*ARBEITSAUFTRÄGE*:
1 > Beantworte diese Fragen zum Interview:
(a) Seit wie vielen Jahren betreiben die beiden das Projekt Lethe?
(b) In welcher Zeit entstand das dritte Album hauptsächlich?
(c) Bei welchem Label soll das Album „To Burn Is To Shine“ erscheinen?
2 > Gib aus dem Interview alles von „Eh, ich bin“ bis hinunter zu „The Holos Collective?“ wortwörtlich wieder.

Ja… Alienation ist das dritte Album von Lethe, einem Projekt, das wir nun schon seit etwa 10 Jahren betreiben. Es ist manchmal etwas schwierig, Zeit und Motivation zu finden, um sich auf solche Projekte zu konzentrieren, da sowohl ich als auch Anna eine Menge zu tun haben, was sowohl die Musik als auch das Privatleben betrifft. Dieses dritte Album wurde hauptsächlich während der Covid-Pest zusammengebaut, aber da es damals ziemlich große Auswirkungen auf das Reisen etc gab, war es ein bisschen problematisch, alles fertigzustellen. Aber wir haben es schließlich geschafft, und ich bin ziemlich zufrieden mit dem Ergebnis…
Es war ziemlich interessant und eine andere Art, über Musik nachzudenken. Anna ist ein bisschen ‚professioneller‘ als ich, sie denkt an Sound und Produktion und so, während ich ziemlich kauzig, impulsiv und seltsam bin… Ich mag Klänge, die mich aufhorchen lassen, mich ausflippen lassen oder mich fast hypnotisieren… aber sie bringt einiges davon wieder auf den Boden der Tatsachen zurück und sorgt dafür, dass es klanglich funktioniert, hehe. Nette Kombination, und ich mag das Ergebnis. Die Zeit wird zeigen, ob es weitere Lethe-Alben geben wird…
Wie war es damals als Mitglied von Manes?
Eh, ich bin immer noch in Manes… ‚Neo-Manes‘ 🙂 Wir haben vor einiger Zeit eine EP veröffentlicht („Pathei Mathos“), und bald kommt ein Album heraus namens „To Burn Is To Shine“, das bei Avantgarde Records erscheinen wird. Alles ist fertig, es wurde letztes Jahr abgemischt und gemastert, und jetzt arbeiten wir am Cover-Artwork… ihr könnt etwas Düstereres als die vorherigen Alben erwarten.
Kannst du uns von einem weiteren Projekt erzählen, The Holos Collective?

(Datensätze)
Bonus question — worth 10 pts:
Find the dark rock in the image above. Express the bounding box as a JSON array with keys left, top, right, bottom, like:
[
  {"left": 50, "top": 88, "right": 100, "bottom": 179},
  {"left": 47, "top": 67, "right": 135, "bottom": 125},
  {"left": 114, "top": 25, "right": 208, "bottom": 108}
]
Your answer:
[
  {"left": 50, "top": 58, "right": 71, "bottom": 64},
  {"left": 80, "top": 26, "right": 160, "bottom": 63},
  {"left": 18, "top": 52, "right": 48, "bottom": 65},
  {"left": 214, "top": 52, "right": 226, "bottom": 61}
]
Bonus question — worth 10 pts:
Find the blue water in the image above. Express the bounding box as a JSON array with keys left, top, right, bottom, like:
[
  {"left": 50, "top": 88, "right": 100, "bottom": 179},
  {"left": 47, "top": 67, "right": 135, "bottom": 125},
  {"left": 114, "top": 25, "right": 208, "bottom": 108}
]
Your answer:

*ERGEBNISSE JE AUFGABE*:
1 >
(a) Seit etwa 10 Jahren.
(b) Während der Covid-Pest.
(c) Bei Avantgarde Records.

2 >
Eh, ich bin immer noch in Manes… ‚Neo-Manes‘ 🙂 Wir haben vor einiger Zeit eine EP veröffentlicht („Pathei Mathos“), und bald kommt ein Album heraus namens „To Burn Is To Shine“, das bei Avantgarde Records erscheinen wird. Alles ist fertig, es wurde letztes Jahr abgemischt und gemastert, und jetzt arbeiten wir am Cover-Artwork… ihr könnt etwas Düstereres als die vorherigen Alben erwarten.
Kannst du uns von einem weiteren Projekt erzählen, The Holos Collective?